TEXT:
* * * * * * * * *
Second series is harder though.
 

sbhatnagar

Active member
Jan 27, 2012
95
I think that the second problem has some thing to do with \( \displaystyle \arcsin(x)=\sum_{0}^{\infty}\frac{(2n)!}{4^n (2n+1) (n!)^2}x^{2n+1}\).
 

chisigma

Well-known member
Feb 13, 2012
1,704
Compute the following series:

$$1 + \frac{{1 \times 2}}{{1 \times 3}} + \frac{{1 \times 2 \times 3}}{{1 \times 3 \times 5}} + \frac{{1 \times 2 \times 3 \times 4}}{{1 \times 3 \times 5 \times 7}} + \cdots .$$
The solution of the second series is effectively a little more difficult task!... let's start defining...

$\displaystyle \varphi(x)= \sum_{n=1}^{\infty} \frac{n!}{(2n-1)!!}\ x^{n}$ (1)

... so that is $\displaystyle \sum_{n=1}^{\infty} \frac{n!}{(2n-1)!!}= \varphi(1)$. Introducing the gamma function, taking into account that is...

$\displaystyle (2n-1)!!= \frac{2^{n}}{\sqrt{\pi}}\ \Gamma(n+\frac{1}{2})$ (2)

... the (1) becomes...

$\displaystyle \varphi(x)= \sqrt{\pi} \sum_{n=1}^{\infty} \frac{\Gamma(n+1)}{\Gamma(n+\frac{1}{2})}\ (\frac{x}{2})^{n}$ (3)

Now we consult the excellent library of the University of Bonn and here we find...

$\displaystyle \sum_{n=0}^{\infty} \frac{\Gamma(n+1)}{\Gamma(n+\frac{1}{2})}\ z^{n}= \frac{1}{\sqrt{\pi}\ (1-z)}\ (1+ \frac{\sqrt{z}\ \sin^{-1} \sqrt{z}}{\sqrt{1-z}}) $ (4)

... so that is...
* * * * * * * * *
Records of labeled points:
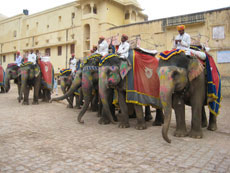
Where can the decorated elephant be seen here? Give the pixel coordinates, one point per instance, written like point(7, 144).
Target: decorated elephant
point(87, 78)
point(66, 82)
point(2, 80)
point(30, 77)
point(12, 73)
point(47, 78)
point(117, 73)
point(182, 81)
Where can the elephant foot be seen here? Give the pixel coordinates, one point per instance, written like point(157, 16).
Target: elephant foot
point(212, 127)
point(35, 102)
point(124, 125)
point(204, 124)
point(148, 117)
point(196, 134)
point(157, 123)
point(103, 121)
point(180, 133)
point(69, 106)
point(25, 103)
point(141, 125)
* * * * * * * * *
REQUIREMENT A: According to the series thread, whose library is consulted to find formula (4)?
REQUIREMENT B: Write out the part of the series thread between "Now we consult" and "so that is...", inclusive.
The records were taken from a separate source.

WRITTEN ANSWER A: The library of the University of Bonn.

WRITTEN ANSWER B:
Now we consult the excellent library of the University of Bonn and here we find...

$\displaystyle \sum_{n=0}^{\infty} \frac{\Gamma(n+1)}{\Gamma(n+\frac{1}{2})}\ z^{n}= \frac{1}{\sqrt{\pi}\ (1-z)}\ (1+ \frac{\sqrt{z}\ \sin^{-1} \sqrt{z}}{\sqrt{1-z}}) $ (4)

... so that is...